EXERCISE INSTRUCTIONS - Copy the rows from the line containing "TARGET = person standing" through the end of the rows, changing "onlooker" to "bystander" and leaving everything else untouched. Return only those lines and omit the pictures.

DATA SECTION -
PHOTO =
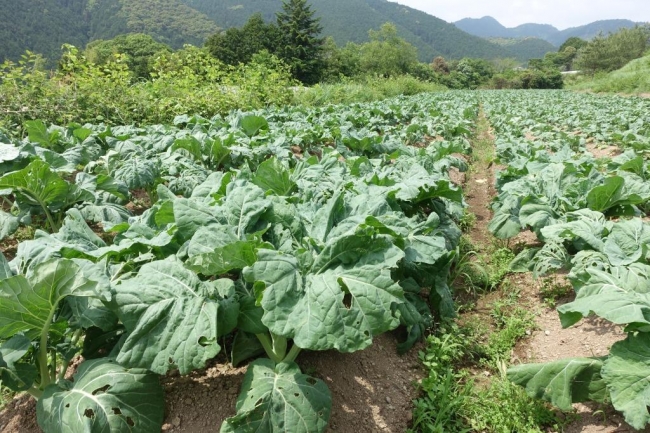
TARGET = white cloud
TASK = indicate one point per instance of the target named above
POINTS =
(560, 13)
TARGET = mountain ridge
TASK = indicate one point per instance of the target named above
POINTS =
(44, 25)
(489, 27)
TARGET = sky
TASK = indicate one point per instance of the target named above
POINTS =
(559, 13)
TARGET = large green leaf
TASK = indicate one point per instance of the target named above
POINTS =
(172, 318)
(611, 194)
(13, 374)
(243, 207)
(280, 398)
(505, 224)
(627, 373)
(620, 296)
(8, 224)
(28, 304)
(236, 255)
(37, 185)
(627, 242)
(137, 172)
(272, 175)
(252, 125)
(8, 153)
(104, 398)
(5, 270)
(562, 382)
(341, 302)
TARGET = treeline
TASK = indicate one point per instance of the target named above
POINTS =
(604, 53)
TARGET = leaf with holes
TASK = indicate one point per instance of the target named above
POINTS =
(340, 301)
(172, 318)
(28, 304)
(562, 382)
(104, 397)
(627, 373)
(280, 398)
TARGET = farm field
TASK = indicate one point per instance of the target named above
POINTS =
(240, 271)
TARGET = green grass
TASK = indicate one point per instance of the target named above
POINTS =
(553, 290)
(452, 401)
(633, 78)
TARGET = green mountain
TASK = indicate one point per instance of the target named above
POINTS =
(44, 25)
(525, 48)
(350, 20)
(488, 27)
(590, 30)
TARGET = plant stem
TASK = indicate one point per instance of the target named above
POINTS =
(35, 392)
(267, 344)
(42, 350)
(66, 363)
(293, 353)
(50, 220)
(279, 346)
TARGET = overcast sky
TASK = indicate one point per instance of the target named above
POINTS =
(560, 13)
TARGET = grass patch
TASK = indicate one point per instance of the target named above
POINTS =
(453, 402)
(632, 78)
(553, 290)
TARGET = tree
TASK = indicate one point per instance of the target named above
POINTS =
(440, 65)
(301, 46)
(140, 50)
(607, 53)
(238, 45)
(387, 54)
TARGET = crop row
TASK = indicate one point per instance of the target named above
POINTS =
(286, 229)
(589, 213)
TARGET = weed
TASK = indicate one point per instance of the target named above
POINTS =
(443, 391)
(467, 270)
(503, 407)
(6, 396)
(467, 222)
(552, 290)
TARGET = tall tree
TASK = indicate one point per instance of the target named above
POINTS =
(238, 45)
(301, 44)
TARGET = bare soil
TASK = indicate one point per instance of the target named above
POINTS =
(372, 391)
(548, 342)
(601, 150)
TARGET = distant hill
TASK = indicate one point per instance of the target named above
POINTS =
(488, 27)
(525, 48)
(43, 26)
(350, 20)
(590, 30)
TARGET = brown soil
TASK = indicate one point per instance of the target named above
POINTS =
(19, 416)
(600, 150)
(9, 247)
(372, 391)
(549, 342)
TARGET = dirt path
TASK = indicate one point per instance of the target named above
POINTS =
(372, 391)
(549, 342)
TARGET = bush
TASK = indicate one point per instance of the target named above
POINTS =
(363, 89)
(188, 81)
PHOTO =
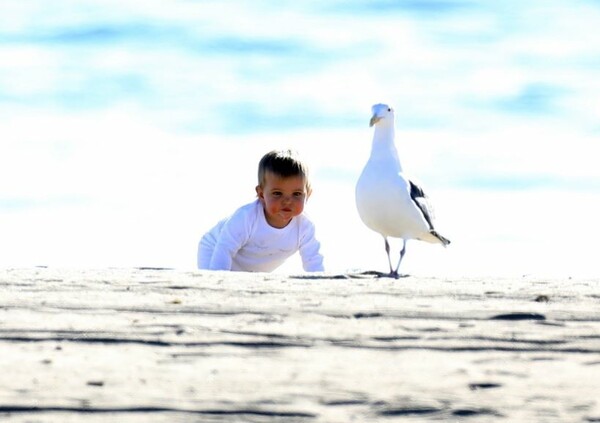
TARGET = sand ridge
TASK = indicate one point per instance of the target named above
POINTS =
(165, 345)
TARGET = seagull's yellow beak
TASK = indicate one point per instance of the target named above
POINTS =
(374, 120)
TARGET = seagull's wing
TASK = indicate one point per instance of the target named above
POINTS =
(422, 202)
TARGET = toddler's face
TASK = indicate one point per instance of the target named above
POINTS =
(282, 198)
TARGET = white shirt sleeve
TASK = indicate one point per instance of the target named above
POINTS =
(235, 232)
(312, 260)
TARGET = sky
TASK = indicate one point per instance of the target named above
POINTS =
(129, 128)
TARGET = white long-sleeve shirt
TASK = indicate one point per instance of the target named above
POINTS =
(246, 242)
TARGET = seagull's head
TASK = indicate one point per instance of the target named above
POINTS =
(382, 112)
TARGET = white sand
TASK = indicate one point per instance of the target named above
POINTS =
(167, 346)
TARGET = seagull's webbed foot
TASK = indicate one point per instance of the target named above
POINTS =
(396, 275)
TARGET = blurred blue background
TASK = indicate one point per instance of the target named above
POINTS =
(127, 128)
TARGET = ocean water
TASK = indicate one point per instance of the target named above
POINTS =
(127, 128)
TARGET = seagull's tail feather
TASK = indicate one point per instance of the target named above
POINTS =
(445, 241)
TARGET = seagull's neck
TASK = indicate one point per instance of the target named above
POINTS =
(383, 147)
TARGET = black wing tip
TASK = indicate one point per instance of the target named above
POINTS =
(445, 241)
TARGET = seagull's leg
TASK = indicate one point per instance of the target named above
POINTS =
(387, 250)
(395, 272)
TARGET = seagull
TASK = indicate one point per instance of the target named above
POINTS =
(388, 202)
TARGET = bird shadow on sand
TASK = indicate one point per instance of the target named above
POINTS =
(369, 274)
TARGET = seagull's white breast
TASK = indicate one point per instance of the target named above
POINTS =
(384, 203)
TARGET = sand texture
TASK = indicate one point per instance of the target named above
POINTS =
(152, 345)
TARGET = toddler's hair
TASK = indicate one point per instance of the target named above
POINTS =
(283, 163)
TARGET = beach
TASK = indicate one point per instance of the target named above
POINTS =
(162, 345)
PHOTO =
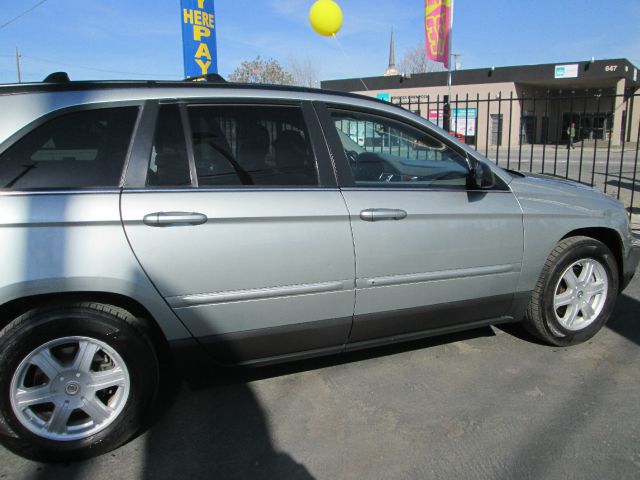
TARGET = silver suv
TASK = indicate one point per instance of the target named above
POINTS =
(255, 225)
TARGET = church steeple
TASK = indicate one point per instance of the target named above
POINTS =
(391, 69)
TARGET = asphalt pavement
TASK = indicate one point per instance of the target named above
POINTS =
(489, 403)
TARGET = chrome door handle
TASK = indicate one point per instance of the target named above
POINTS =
(376, 214)
(170, 219)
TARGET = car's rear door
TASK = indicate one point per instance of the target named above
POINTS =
(242, 228)
(430, 253)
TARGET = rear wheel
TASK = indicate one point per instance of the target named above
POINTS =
(75, 381)
(576, 292)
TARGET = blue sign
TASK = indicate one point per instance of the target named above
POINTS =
(198, 37)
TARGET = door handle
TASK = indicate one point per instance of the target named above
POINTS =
(377, 214)
(171, 219)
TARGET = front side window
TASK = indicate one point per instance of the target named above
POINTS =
(85, 149)
(245, 145)
(383, 152)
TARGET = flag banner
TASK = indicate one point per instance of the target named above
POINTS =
(198, 37)
(437, 22)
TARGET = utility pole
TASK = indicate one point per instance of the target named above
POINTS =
(18, 65)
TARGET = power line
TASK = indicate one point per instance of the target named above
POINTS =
(22, 14)
(102, 70)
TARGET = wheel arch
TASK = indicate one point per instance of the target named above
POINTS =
(14, 308)
(609, 237)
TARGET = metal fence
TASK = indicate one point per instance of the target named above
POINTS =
(591, 138)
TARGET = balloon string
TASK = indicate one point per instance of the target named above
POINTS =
(348, 59)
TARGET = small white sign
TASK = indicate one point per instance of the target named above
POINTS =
(567, 71)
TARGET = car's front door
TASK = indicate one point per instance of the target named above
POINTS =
(431, 253)
(243, 230)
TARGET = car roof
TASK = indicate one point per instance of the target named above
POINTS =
(186, 85)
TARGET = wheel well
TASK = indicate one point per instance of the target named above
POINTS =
(17, 307)
(607, 236)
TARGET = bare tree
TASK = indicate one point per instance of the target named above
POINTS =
(262, 71)
(415, 60)
(304, 71)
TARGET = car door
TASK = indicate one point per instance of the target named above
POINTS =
(431, 253)
(236, 217)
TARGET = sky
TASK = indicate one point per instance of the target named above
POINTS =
(141, 39)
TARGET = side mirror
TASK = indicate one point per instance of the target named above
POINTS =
(481, 177)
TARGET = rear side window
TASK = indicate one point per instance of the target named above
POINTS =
(245, 145)
(84, 149)
(169, 163)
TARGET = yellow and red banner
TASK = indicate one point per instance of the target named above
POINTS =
(437, 28)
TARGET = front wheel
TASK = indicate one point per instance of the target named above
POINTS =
(75, 381)
(575, 294)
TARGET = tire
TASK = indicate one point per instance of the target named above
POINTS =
(97, 374)
(575, 294)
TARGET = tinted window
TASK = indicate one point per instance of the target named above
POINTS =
(76, 150)
(251, 145)
(169, 163)
(384, 152)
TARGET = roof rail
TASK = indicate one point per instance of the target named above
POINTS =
(57, 77)
(209, 77)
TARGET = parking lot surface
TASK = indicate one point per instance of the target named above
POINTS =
(489, 403)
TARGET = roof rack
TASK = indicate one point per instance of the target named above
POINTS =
(60, 81)
(209, 77)
(57, 77)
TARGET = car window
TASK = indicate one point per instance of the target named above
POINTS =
(169, 163)
(383, 152)
(77, 150)
(245, 145)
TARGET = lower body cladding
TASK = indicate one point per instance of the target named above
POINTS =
(333, 335)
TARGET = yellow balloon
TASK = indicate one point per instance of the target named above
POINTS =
(326, 17)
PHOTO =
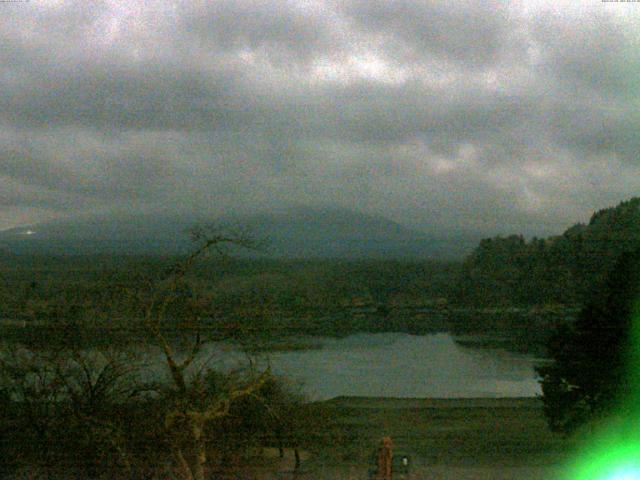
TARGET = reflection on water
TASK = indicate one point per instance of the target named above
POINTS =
(378, 364)
(402, 365)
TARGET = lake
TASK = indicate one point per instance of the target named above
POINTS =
(401, 365)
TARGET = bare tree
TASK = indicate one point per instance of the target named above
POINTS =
(193, 410)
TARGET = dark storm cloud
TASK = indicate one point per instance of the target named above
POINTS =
(480, 116)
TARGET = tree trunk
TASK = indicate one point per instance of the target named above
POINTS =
(296, 453)
(200, 452)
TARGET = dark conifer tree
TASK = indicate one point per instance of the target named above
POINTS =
(592, 367)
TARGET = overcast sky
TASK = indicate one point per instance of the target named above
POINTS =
(481, 116)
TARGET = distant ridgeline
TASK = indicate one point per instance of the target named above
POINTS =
(562, 269)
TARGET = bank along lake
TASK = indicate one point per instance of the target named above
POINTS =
(395, 365)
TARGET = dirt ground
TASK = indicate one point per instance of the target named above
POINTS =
(492, 439)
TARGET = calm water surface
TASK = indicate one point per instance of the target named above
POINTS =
(402, 365)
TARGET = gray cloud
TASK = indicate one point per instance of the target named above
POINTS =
(467, 116)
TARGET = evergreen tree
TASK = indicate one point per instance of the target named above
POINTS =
(590, 369)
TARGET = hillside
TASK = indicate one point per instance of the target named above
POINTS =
(560, 269)
(302, 233)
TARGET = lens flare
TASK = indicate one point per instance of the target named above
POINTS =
(613, 450)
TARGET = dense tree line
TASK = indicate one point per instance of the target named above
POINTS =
(558, 270)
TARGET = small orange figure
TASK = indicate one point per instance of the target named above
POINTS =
(385, 459)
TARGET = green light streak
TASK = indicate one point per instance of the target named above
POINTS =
(613, 451)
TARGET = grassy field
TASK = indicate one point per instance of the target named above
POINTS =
(449, 438)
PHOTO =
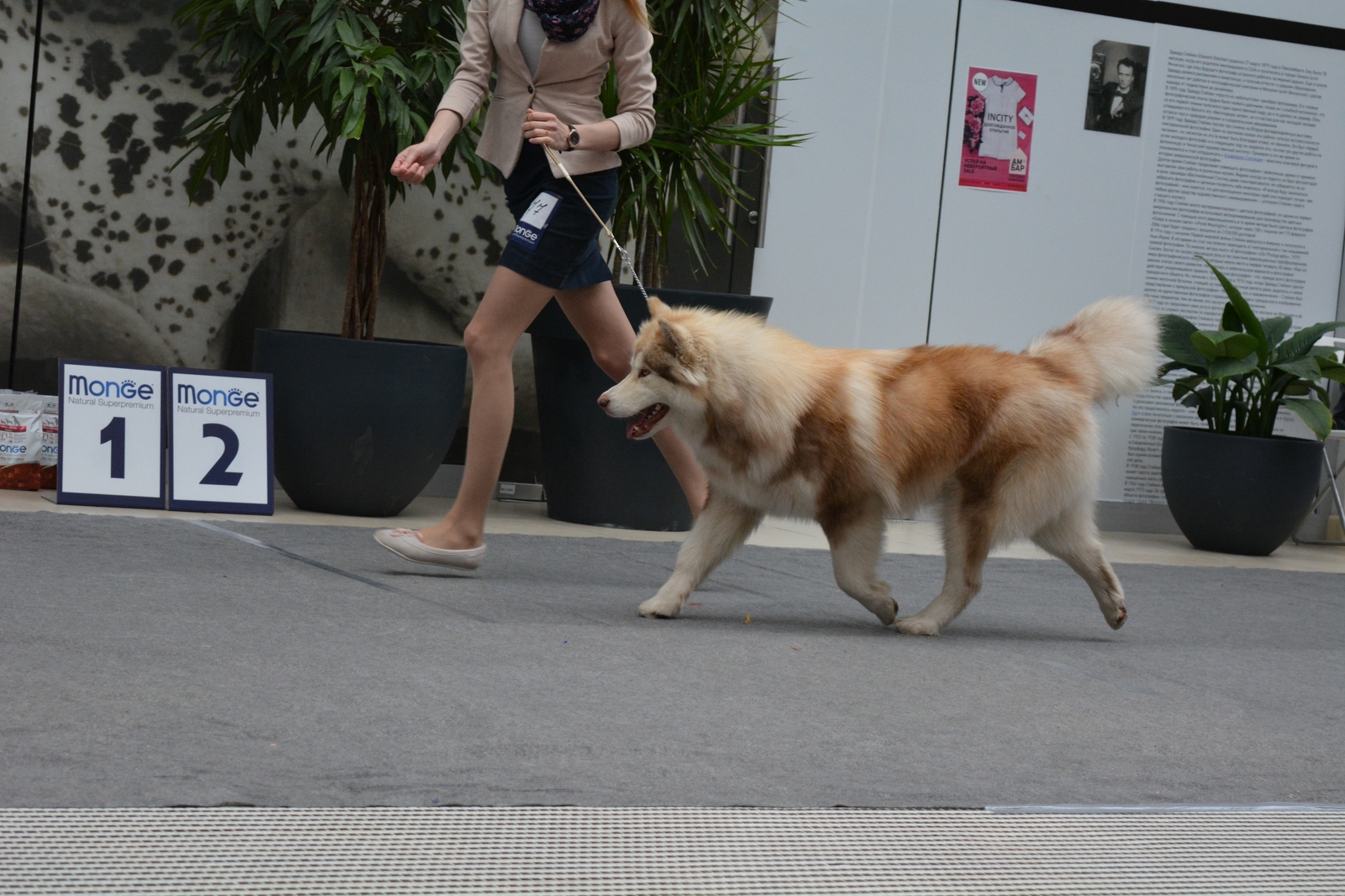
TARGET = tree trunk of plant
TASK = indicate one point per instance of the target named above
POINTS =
(367, 246)
(647, 252)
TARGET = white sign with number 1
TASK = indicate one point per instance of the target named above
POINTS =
(219, 430)
(112, 435)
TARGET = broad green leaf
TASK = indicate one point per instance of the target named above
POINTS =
(1223, 367)
(346, 33)
(1315, 414)
(1275, 329)
(1223, 343)
(1244, 313)
(1174, 340)
(1305, 367)
(1302, 342)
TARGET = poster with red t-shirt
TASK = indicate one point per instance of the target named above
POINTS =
(997, 129)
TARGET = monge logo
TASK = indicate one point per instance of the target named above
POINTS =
(109, 387)
(188, 394)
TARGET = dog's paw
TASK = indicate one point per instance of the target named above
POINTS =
(659, 607)
(916, 626)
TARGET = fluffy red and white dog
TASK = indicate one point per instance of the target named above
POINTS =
(1005, 443)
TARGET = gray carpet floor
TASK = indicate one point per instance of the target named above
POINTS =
(161, 662)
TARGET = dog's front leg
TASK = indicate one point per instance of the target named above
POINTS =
(717, 533)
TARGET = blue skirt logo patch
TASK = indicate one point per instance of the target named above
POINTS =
(533, 222)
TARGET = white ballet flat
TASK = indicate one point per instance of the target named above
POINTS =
(408, 546)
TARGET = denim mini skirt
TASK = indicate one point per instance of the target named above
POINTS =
(556, 245)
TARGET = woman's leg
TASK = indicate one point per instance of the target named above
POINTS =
(596, 314)
(510, 303)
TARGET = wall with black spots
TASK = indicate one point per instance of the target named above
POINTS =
(123, 266)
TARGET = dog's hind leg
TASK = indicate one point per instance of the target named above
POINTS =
(856, 546)
(1073, 537)
(968, 533)
(721, 528)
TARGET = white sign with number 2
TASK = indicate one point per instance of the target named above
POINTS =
(219, 425)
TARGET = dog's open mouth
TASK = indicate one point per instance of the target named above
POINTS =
(646, 421)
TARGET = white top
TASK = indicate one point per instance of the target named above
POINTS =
(530, 40)
(1000, 127)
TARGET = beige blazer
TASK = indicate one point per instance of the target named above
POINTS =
(568, 82)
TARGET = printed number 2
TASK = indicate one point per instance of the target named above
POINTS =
(219, 474)
(116, 434)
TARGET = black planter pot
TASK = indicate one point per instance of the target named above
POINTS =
(1239, 494)
(361, 425)
(592, 472)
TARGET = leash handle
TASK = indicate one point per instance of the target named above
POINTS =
(625, 259)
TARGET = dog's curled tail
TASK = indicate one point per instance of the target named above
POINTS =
(1111, 343)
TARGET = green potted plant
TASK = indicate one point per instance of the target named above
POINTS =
(1235, 486)
(361, 424)
(712, 71)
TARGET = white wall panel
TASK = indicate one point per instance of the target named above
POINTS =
(851, 226)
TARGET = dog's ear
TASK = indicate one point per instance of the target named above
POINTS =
(677, 338)
(681, 347)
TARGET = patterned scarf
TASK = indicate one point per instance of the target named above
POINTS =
(564, 20)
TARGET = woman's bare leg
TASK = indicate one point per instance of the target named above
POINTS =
(510, 303)
(596, 314)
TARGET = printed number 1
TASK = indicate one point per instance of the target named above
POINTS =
(219, 474)
(116, 434)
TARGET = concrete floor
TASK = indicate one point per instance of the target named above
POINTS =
(158, 661)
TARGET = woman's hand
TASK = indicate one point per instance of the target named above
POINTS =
(546, 129)
(416, 161)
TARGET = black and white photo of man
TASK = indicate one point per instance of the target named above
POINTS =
(1116, 87)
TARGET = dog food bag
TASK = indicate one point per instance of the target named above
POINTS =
(50, 440)
(20, 441)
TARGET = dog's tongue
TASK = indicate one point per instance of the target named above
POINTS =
(645, 420)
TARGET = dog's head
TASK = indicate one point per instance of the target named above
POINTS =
(667, 376)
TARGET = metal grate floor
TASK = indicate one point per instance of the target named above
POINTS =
(705, 851)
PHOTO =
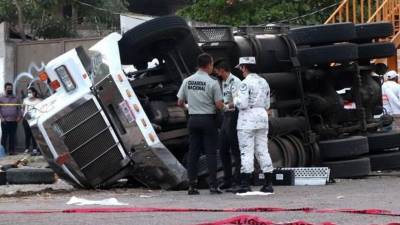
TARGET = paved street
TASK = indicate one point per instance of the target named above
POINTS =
(381, 192)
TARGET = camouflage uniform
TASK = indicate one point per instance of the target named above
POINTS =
(253, 101)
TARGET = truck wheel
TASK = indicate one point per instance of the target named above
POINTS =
(376, 50)
(30, 176)
(323, 34)
(349, 168)
(380, 141)
(368, 31)
(328, 54)
(343, 148)
(138, 41)
(385, 161)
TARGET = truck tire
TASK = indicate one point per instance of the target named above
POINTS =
(343, 148)
(135, 45)
(328, 54)
(378, 142)
(30, 176)
(349, 168)
(323, 34)
(376, 50)
(368, 31)
(385, 161)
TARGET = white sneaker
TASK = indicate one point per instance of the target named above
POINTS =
(34, 152)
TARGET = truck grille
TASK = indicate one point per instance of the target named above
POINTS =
(90, 142)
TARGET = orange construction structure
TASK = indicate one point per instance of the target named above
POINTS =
(369, 11)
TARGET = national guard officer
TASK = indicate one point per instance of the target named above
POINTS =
(203, 96)
(253, 101)
(229, 140)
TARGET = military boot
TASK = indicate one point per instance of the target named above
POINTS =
(267, 187)
(244, 183)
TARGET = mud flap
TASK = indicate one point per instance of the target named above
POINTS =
(156, 167)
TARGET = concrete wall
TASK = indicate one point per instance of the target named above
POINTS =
(43, 51)
(6, 57)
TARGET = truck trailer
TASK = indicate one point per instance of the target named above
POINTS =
(105, 121)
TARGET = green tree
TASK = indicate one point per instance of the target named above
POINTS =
(254, 12)
(58, 18)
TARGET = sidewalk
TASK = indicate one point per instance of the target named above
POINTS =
(59, 186)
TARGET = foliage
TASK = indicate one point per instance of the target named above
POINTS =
(254, 12)
(58, 18)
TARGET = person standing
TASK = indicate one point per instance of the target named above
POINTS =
(203, 96)
(391, 97)
(228, 136)
(10, 114)
(28, 107)
(253, 101)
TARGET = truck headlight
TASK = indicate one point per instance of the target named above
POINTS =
(65, 78)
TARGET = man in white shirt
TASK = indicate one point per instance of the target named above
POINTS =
(391, 96)
(229, 140)
(253, 101)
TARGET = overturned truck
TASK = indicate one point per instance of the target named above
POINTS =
(104, 122)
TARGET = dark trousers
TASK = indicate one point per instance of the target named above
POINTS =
(28, 136)
(203, 137)
(9, 129)
(230, 147)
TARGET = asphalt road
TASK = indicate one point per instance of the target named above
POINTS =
(379, 192)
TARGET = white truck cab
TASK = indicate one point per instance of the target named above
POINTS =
(93, 129)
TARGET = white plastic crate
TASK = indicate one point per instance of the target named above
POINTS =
(310, 175)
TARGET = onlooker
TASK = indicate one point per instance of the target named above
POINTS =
(28, 106)
(229, 140)
(391, 97)
(10, 115)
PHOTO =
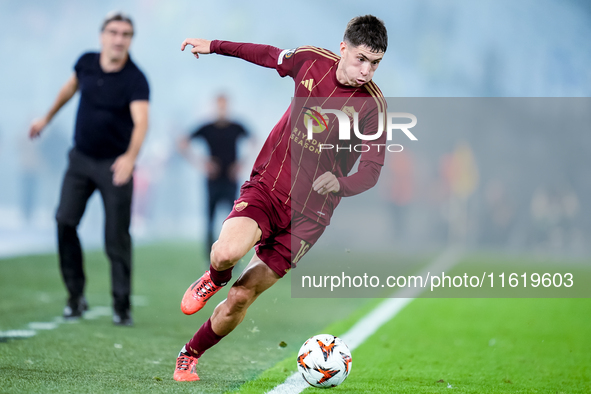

THE RESULT -
TARGET = person standing
TASK = indicate one point per instance of the target named above
POINTS =
(203, 96)
(391, 97)
(228, 136)
(10, 114)
(28, 107)
(253, 101)
TARGET = truck headlight
TASK = indicate one point per instance of the target named above
POINTS =
(65, 78)
TARGET = man in white shirt
TASK = indicate one point per instance of the target named above
POINTS =
(391, 96)
(229, 140)
(253, 101)
TARGET = overturned truck
TASK = indicate one point per instance of the target named above
POINTS =
(104, 122)
TARGET = dark trousers
TASK = indicate one point per instance of the target named above
POINTS =
(28, 136)
(203, 137)
(9, 129)
(230, 147)
TARGET = asphalt road
TASK = indicate one point per instance of the target named above
POINTS =
(379, 192)
TARGET = white truck cab
TASK = indicate one point per instance of the target named above
POINTS =
(93, 129)
TARGET = white plastic crate
TASK = indicate one point per instance of the target named above
POINTS =
(310, 175)
TARGET = bystander
TASK = indicate one point per instance of the target named above
POINTS =
(28, 106)
(229, 140)
(391, 97)
(10, 115)
PHOTO =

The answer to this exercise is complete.